#### Consignes de travail:
[a] Répondez aux questions suivantes d'après le texte fourni.
(i) Combien de documents environ la première bibliothèque compte-t-elle ?
(ii) Dans la seconde bibliothèque, combien d'ouvrages de poésie ont été prêtés en 2009 ?
(iii) Quelle part du rayon l'auteur conseille-t-il de ne pas dépasser pour la représentation symbolique ?
[b] Relevez tous les pourcentages qui apparaissent dans le texte fourni.
[c] Recopiez le passage du texte fourni commençant par « Certes, en termes » et se poursuivant jusqu'à « à doses homéopathiques. ».

#### Texte fourni:
⟨

Mais, me direz-vous, avec ce système, on est sûr d’éliminer tous les titres un peu difficiles d’accès ou peu médiatiques (à commencer par la poésie dont nous parlions tout à l’heure) ! Pourquoi, « on est sûr » ? Ce type d’affirmation est au fond très méprisant pour les publics qui nous fréquentent, et surtout signale une approche tordue des statistiques. Je parlais bien de documents jamais prêtés, pas de documents beaucoup prêtés. Or, par exemple, l’examen de la poésie dans deux bibliothèques à mon avis très bien tenues du réseau lyonnais montre que :
– pour la première (32 000 documents environ), sur 239 ouvrages de poésie présents dans la bibliothèque depuis plus de six mois, 170 ont été empruntés en 2009 (71%) ;
– pour la seconde (26 500 documents), sur 308 ouvrages de poésie, 200 ont été prêtés en 2009 (65%).
Certes, en termes de volumétrie, ce sont peu de prêts comparé aux succès de bandes dessinées ou de romans médiatiques. Et alors ? Je ne prône pas la rentabilité à outrance, je réclame que les documents que nous proposons en libre accès rencontrent leurs lecteurs, si peu nombreux soient-ils !! Il ne faut pas faire injure à nos emprunteurs : ils sont beaucoup plus curieux qu’on le croit ! Et leur goût de la découverte, encouragé par la liberté offerte à leurs choix, les entraine beaucoup plus souvent qu’on le croit vers les rivages improbables  que nous leur proposons. L’important, dans mon propos d’aménageur d’espaces documentaires, ce n’est pas que les collections connaissent une rotation maximale, c’est qu’elles soient toutes efficaces, fût-ce à doses homéopathiques.

Faut-il pour autant ne se référer qu’aux prêts ? Pas nécessairement. Mais attention, pas pour d’idéologiques arguments culturels qui voudraient maintenir un titre que le bibliothécaire trouve génial mais que le public s’obstine à dédaigner. Il faut abandonner la sidération devant l’oeuvre, et penser collections :

  • Je construit un « rayon » d’astronomie que je pense pertinent ;  j’y ai volontairement introduit quelques titres comme « L’astronomie populaire » de Camille Flammarion, dont je sais fort bien qu’il représente davantage un symbole généalogique, une icône, plus qu’une ressource pour un appétit d’emprunt. Il a toutes les chances de ne pas rencontrer son emprunteur, mais il incarne la longue traine de la science que j’expose aux appétits des visiteurs. Pourquoi pas ? A condition que cette représentation symbolique soit clairement identifiée, et clairement bornée de façon draconienne ! Intuitivement, je conseillerais volontiers de ne pas aller au-delà de 5 % du rayon en question… et de veiller à valoriser régulièrement cette part généalogique pour lui faire rencontrer ses découvreurs potentiels.

⟩

#### Jeu de données:
⟨

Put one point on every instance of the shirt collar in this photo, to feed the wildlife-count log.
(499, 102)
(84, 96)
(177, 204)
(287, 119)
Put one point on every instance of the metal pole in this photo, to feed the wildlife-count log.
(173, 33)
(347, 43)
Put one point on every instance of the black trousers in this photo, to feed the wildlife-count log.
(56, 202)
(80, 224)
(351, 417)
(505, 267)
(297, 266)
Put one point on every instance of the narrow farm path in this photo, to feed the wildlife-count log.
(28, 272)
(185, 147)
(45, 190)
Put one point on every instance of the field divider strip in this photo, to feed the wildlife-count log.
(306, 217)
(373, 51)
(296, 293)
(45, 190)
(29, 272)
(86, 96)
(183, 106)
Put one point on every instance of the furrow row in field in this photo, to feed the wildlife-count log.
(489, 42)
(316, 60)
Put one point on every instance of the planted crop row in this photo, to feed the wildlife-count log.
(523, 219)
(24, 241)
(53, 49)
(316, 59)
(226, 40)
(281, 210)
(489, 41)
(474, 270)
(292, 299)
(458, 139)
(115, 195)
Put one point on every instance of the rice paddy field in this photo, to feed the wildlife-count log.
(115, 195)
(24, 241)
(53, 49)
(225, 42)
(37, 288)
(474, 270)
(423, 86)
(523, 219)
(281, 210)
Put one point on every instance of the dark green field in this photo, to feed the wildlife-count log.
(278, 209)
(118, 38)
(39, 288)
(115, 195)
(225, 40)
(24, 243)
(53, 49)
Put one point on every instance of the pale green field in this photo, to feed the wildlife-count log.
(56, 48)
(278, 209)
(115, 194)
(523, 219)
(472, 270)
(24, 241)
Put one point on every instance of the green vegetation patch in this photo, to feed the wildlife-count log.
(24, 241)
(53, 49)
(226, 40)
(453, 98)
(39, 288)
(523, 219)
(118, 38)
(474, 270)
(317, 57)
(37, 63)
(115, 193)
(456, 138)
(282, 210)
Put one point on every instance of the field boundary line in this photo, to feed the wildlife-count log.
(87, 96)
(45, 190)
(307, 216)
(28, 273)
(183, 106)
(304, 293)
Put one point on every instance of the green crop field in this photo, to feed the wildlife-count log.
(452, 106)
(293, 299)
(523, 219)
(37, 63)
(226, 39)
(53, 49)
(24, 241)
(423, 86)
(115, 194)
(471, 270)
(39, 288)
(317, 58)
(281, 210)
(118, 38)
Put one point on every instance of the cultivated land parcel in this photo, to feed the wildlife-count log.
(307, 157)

⟩
⟨

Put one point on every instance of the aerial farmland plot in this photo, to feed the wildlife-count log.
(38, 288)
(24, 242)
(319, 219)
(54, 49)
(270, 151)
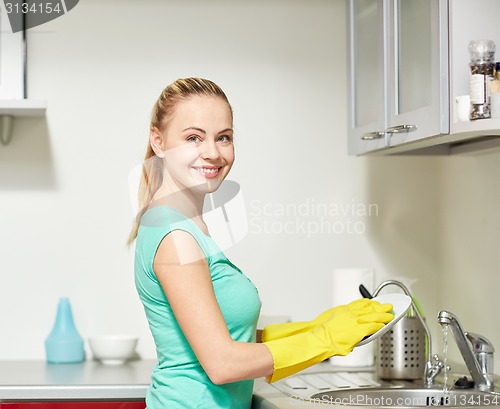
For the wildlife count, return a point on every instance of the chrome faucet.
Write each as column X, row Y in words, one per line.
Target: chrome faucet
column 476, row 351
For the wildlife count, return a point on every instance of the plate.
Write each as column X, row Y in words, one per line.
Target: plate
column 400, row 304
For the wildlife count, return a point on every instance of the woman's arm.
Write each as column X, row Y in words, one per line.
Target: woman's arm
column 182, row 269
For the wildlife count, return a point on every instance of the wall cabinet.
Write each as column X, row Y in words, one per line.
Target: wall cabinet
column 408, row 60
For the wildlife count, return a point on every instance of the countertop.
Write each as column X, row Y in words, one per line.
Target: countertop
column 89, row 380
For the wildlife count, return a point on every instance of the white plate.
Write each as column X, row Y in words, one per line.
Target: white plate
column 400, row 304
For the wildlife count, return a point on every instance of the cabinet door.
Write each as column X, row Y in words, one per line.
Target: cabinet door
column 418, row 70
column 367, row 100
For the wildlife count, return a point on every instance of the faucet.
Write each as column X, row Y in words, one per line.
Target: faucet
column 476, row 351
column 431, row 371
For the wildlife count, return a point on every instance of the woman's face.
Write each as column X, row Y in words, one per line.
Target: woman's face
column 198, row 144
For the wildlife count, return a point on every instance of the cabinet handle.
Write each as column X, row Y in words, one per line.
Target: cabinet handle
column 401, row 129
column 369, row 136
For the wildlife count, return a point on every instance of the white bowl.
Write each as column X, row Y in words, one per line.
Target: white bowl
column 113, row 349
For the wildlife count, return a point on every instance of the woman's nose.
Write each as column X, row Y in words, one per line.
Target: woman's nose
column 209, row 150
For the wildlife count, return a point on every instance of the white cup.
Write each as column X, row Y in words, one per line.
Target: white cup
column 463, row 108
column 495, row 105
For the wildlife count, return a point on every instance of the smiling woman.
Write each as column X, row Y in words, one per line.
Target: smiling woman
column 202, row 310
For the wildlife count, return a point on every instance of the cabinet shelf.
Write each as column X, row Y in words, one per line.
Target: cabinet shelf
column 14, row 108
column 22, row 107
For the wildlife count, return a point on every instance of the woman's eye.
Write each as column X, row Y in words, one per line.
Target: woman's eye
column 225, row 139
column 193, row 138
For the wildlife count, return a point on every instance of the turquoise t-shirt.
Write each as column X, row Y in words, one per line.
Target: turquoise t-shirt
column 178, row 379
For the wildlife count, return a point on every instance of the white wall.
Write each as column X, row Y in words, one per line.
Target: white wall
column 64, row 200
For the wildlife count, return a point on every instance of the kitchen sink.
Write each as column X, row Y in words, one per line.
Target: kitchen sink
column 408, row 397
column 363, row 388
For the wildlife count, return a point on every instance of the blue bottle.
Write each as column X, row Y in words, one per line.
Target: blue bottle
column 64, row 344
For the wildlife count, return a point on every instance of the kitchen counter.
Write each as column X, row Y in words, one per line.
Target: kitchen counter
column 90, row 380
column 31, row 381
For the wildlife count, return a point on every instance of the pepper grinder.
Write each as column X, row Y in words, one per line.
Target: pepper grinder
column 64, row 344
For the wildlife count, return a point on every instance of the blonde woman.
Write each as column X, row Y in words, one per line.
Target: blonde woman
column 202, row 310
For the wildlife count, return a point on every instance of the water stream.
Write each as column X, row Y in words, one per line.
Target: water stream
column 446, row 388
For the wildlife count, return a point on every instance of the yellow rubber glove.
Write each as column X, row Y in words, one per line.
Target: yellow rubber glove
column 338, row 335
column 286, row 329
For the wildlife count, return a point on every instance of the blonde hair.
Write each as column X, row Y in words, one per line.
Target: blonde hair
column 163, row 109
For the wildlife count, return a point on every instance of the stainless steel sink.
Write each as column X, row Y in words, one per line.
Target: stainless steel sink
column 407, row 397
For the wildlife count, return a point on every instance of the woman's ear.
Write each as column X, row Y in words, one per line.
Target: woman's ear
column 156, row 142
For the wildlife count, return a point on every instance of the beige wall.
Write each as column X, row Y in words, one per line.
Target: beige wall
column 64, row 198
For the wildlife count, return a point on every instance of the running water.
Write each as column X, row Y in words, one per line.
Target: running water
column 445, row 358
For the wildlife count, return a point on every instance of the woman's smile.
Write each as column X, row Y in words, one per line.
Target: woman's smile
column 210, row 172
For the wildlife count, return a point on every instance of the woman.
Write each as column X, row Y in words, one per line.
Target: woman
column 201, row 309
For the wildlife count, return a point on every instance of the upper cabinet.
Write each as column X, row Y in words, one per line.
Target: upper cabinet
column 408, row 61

⟩
⟨

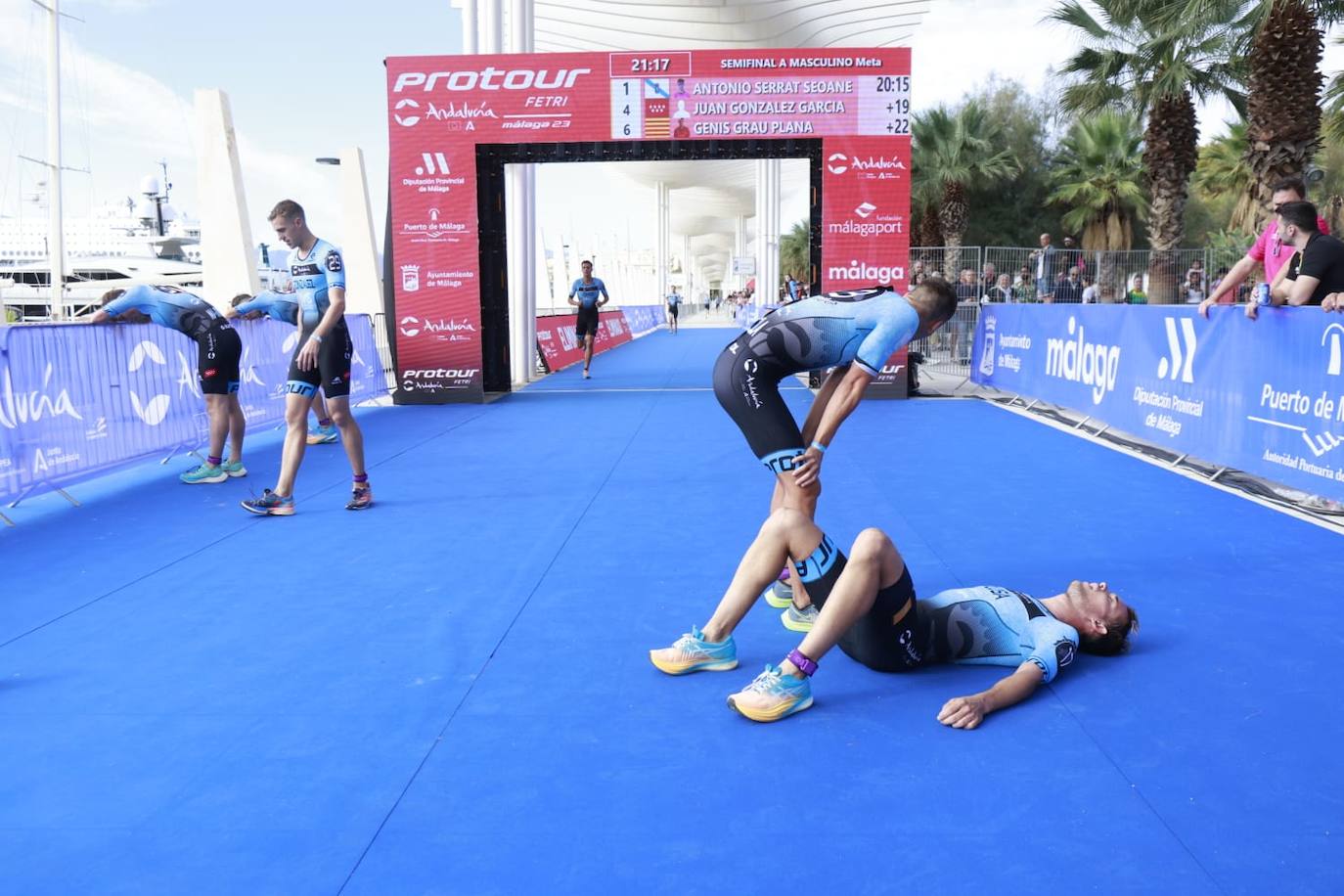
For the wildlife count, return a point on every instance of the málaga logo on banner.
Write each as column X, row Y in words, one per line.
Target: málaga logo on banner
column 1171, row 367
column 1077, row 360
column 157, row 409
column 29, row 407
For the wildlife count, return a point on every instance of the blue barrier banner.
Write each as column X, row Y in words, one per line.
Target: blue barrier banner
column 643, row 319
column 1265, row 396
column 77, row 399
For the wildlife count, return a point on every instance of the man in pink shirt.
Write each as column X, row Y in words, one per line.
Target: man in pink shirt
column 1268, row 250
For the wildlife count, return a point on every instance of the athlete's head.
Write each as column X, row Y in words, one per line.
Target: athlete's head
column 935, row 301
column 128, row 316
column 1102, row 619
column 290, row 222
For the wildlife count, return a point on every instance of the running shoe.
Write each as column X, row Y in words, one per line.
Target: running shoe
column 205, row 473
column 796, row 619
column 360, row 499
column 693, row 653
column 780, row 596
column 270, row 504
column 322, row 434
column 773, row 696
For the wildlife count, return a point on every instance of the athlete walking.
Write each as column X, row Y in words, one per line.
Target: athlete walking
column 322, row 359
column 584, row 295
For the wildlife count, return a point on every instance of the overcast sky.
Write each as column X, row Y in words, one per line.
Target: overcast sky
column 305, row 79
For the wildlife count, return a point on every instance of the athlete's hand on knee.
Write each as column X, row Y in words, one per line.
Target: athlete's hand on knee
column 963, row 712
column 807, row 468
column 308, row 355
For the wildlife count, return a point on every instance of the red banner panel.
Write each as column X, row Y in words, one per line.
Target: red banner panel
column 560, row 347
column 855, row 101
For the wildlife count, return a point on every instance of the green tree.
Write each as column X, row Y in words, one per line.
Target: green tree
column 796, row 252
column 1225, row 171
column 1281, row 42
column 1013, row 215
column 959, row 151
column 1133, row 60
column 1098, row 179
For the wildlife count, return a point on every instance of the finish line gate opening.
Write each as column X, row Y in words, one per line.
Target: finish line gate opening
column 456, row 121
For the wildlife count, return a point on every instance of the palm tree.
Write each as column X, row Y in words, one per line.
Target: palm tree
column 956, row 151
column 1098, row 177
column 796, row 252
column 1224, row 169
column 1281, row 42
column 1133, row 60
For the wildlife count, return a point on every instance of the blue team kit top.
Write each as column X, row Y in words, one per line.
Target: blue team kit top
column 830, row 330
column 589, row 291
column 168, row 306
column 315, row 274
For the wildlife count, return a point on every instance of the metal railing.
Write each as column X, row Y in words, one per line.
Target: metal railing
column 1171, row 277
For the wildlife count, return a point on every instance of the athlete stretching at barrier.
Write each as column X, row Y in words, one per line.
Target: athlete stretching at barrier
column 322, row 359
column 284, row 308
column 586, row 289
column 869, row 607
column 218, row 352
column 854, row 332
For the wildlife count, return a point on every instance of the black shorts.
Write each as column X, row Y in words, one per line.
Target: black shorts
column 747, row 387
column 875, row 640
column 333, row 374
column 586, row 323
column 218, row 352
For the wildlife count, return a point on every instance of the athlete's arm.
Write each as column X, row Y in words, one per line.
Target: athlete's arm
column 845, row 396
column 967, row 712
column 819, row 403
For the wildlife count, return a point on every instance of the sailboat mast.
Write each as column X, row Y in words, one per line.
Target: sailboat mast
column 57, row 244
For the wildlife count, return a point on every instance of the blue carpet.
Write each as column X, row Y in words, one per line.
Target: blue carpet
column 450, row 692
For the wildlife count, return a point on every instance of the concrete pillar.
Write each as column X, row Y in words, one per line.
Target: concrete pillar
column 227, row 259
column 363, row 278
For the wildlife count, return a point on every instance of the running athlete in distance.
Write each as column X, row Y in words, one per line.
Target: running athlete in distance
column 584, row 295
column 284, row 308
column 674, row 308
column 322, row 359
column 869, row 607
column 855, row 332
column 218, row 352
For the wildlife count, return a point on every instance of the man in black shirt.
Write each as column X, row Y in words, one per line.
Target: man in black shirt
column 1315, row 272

⟩

#### Résultats:
[a]
(i) 32 000 documents environ.
(ii) 200 ouvrages.
(iii) 5 % du rayon.

[b] 71%, 65%, 5 %

[c]
Certes, en termes de volumétrie, ce sont peu de prêts comparé aux succès de bandes dessinées ou de romans médiatiques. Et alors ? Je ne prône pas la rentabilité à outrance, je réclame que les documents que nous proposons en libre accès rencontrent leurs lecteurs, si peu nombreux soient-ils !! Il ne faut pas faire injure à nos emprunteurs : ils sont beaucoup plus curieux qu’on le croit ! Et leur goût de la découverte, encouragé par la liberté offerte à leurs choix, les entraine beaucoup plus souvent qu’on le croit vers les rivages improbables  que nous leur proposons. L’important, dans mon propos d’aménageur d’espaces documentaires, ce n’est pas que les collections connaissent une rotation maximale, c’est qu’elles soient toutes efficaces, fût-ce à doses homéopathiques.